PROVIDED DATA —

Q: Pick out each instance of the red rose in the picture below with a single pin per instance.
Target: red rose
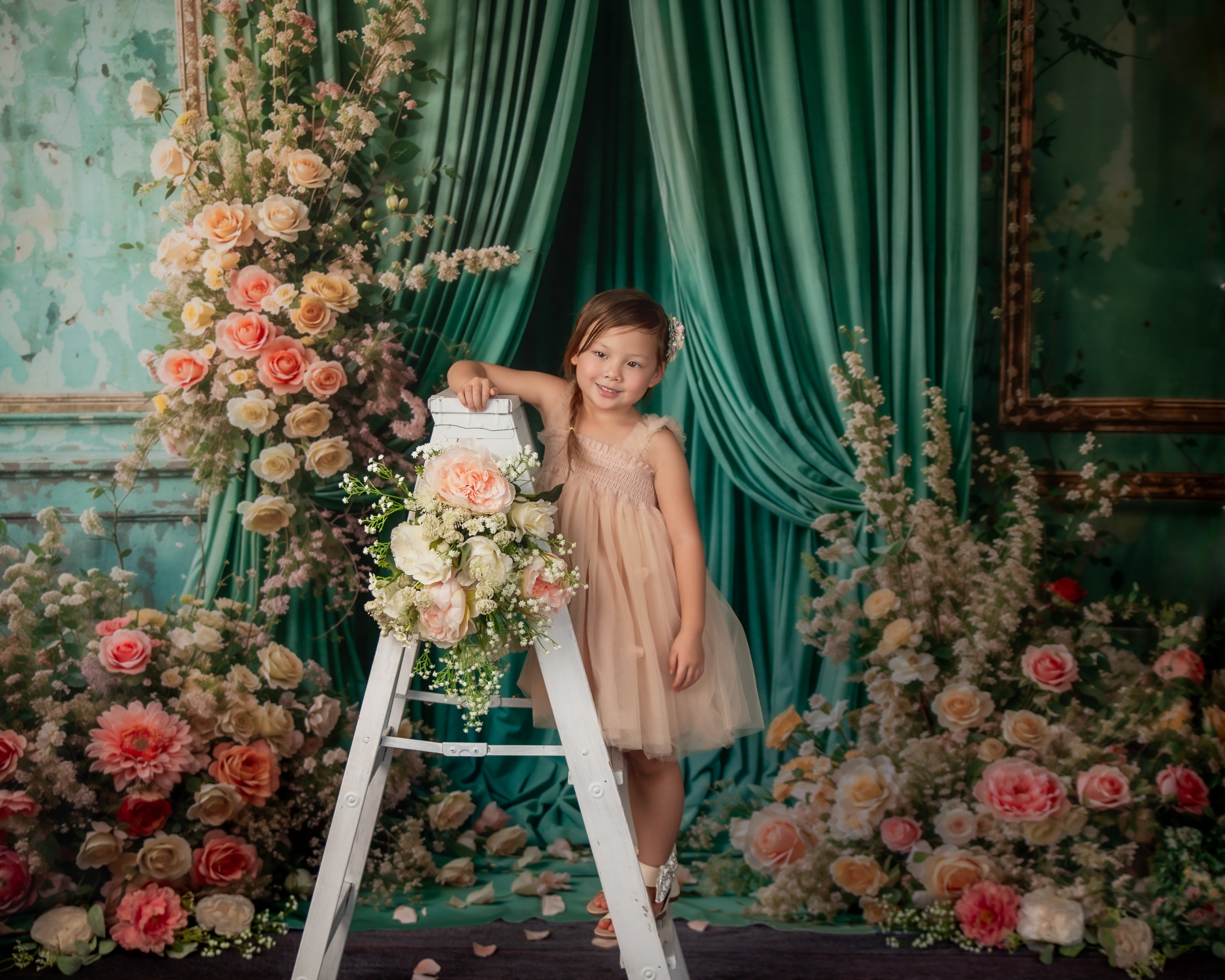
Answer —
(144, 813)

* * *

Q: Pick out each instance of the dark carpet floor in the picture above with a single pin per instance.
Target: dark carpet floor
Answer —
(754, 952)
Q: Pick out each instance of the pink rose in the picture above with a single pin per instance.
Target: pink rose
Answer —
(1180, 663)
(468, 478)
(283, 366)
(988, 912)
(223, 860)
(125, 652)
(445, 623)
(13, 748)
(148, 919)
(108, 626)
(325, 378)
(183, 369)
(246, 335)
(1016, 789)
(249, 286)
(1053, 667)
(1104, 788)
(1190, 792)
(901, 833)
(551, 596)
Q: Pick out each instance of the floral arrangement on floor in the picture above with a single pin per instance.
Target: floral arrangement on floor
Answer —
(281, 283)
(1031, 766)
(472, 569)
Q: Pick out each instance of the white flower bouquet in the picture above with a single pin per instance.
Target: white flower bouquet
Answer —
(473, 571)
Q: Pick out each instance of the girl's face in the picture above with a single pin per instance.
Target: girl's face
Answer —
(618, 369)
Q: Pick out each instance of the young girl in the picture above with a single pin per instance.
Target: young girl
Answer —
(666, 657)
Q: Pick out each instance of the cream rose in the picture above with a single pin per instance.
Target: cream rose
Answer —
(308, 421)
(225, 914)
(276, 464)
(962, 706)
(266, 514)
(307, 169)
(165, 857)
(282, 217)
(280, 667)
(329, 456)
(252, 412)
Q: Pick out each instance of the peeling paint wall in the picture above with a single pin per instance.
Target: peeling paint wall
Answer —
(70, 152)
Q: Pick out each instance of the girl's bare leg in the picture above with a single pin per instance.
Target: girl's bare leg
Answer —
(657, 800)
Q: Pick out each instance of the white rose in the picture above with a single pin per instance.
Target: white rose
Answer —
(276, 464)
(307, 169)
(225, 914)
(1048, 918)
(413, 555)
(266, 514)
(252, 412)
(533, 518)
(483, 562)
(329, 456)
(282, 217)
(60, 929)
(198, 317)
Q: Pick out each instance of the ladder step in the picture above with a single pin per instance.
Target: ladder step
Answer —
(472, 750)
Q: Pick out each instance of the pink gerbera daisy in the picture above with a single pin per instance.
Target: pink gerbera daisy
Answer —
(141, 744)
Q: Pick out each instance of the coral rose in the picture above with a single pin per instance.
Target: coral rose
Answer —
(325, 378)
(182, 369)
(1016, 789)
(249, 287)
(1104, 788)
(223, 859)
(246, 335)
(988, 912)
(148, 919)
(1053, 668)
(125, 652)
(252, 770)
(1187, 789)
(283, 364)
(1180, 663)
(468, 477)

GOAL OF THE EXERCISE —
Identify every line in the items above that contains the word "pink", and copy each of those lines.

SOLUTION FOR THIS TASK —
Q: Pick out each instance of the pink rose in the picture above with a single pin per instance.
Target: pink rose
Q: Pick out each instance of the pink gerbera daisy in the picture above with a single pin per instance.
Target: pink gerbera daisy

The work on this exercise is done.